▸ **Dataset excerpts**

╔══

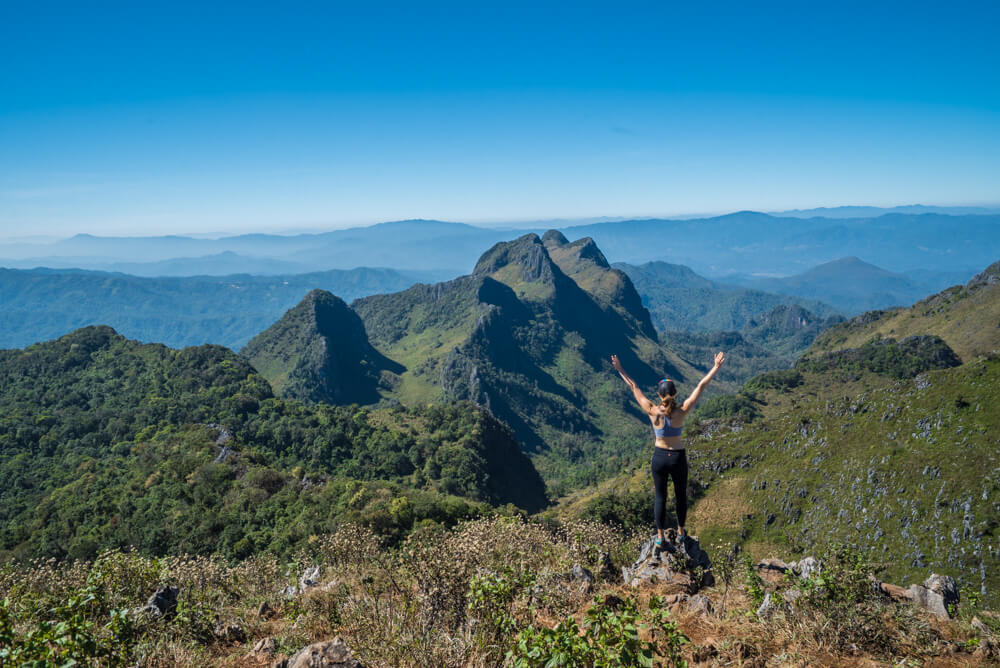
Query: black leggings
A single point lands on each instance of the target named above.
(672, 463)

╚══
╔══

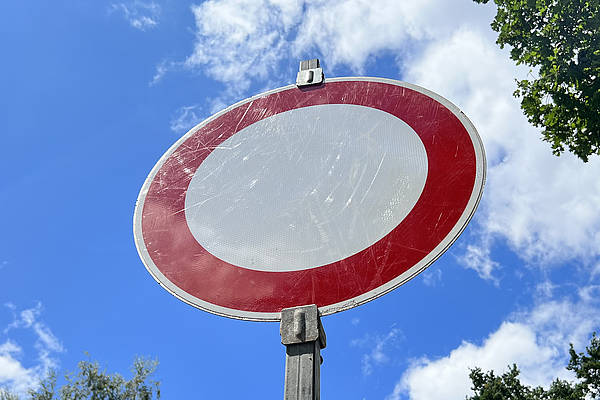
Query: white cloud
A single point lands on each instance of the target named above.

╚══

Where does "Query" appear in the listing? Show every line that has it.

Query: black leggings
Query: white cloud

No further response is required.